• **WHAT TO DO**
Reproduce the part of the passage on college basketball conference tournaments that begins at the words "It’s important to" and stops after the words "the NCAA Tournament.".

• **SUPPLIED PASSAGE**
-=-=-=-=-
It’s important to note that High-Major conferences are not one-bid leagues. Take for instance, the BIG 10, they will have somewhere between 6-9 teams make the NCAA Tournament this year (probably). But, for the Mid-Major and the Low-Major conferences (like the Mid-American Conference for example), they are 1-bid leagues. That means that only 1 team from those conferences will get a shot at the NCAA Tournament.

GIVE MID-MAJORS AND LOW-MAJORS A CHANCE

You have to go back to the 1999 season to find 2 teams from the MAC make the “Big Dance”. We were somewhat close in the 2019 season, when then head coach Nate Oats (now at Alabama) had led the Buffalo Bulls to a Top-25 ranking as high as #18 in the country (28-3 that season). Buffalo had a Top-25 win at West Virginia 99-94 in OT and a Top-25 loss at #20 Marquette 103-85. They would only lose 2 games in MAC play and many believed that had they been bounced from the MAC Tournament, they would have gotten an at-large bid to the NCAAs.

The Conference Tournaments in college basketball have existed since before 1950, but what doesn’t make sense about these conference tournaments is punishing teams that have put together months of work to be their conference champions and in the event they fail in 40 minutes during a conference tournament game, their NCAA Tournaments hopes are ruined. Let’s take a look at Toledo for example. The Rockets are currently 16-5 overall and 11-2 in MAC play as I’m writing this. They have a 1.5 game lead on Akron and they’re 3 games up on Kent State and Ohio. Toledo is currently 60th in the KenPom rankings and 60th in the NCAA’s newer NET rankings (which replaced the RPI). Last time I checked 68 teams will make the NCAA Tournament, including those “first four” games, so why on Earth, should a team with a KenPom and NET ranking inside of 68 be held out of the tournament field that is supposed to find us the 68 best teams in the country?
-=-=-=-=-
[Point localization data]
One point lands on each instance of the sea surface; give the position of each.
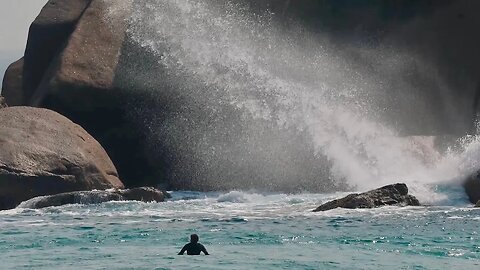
(241, 230)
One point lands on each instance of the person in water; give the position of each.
(193, 248)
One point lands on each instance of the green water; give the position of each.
(241, 231)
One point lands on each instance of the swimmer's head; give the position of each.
(194, 238)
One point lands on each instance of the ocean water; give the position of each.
(241, 231)
(233, 76)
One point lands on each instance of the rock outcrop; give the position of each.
(44, 153)
(143, 194)
(46, 40)
(12, 85)
(472, 188)
(396, 194)
(3, 104)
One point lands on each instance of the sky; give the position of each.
(15, 19)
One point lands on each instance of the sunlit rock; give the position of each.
(143, 194)
(44, 153)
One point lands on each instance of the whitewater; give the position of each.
(276, 120)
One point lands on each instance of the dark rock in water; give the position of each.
(472, 187)
(144, 194)
(44, 153)
(396, 194)
(3, 104)
(12, 85)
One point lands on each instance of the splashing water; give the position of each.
(236, 90)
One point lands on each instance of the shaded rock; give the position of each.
(80, 85)
(3, 104)
(12, 85)
(472, 187)
(44, 153)
(396, 194)
(46, 39)
(144, 194)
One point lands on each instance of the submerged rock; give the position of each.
(472, 188)
(144, 194)
(396, 194)
(3, 104)
(44, 153)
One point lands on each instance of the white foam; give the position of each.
(298, 80)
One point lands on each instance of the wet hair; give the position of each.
(194, 238)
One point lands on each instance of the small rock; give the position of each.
(472, 187)
(3, 104)
(396, 194)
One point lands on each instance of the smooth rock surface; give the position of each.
(80, 85)
(144, 194)
(396, 194)
(44, 153)
(12, 85)
(46, 39)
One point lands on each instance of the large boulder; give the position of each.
(396, 194)
(12, 85)
(47, 37)
(144, 194)
(44, 153)
(80, 85)
(472, 188)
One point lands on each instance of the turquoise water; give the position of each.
(241, 231)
-=-=-=-=-
• **TASK RESPONSE**
It’s important to note that High-Major conferences are not one-bid leagues. Take for instance, the BIG 10, they will have somewhere between 6-9 teams make the NCAA Tournament this year (probably). But, for the Mid-Major and the Low-Major conferences (like the Mid-American Conference for example), they are 1-bid leagues. That means that only 1 team from those conferences will get a shot at the NCAA Tournament.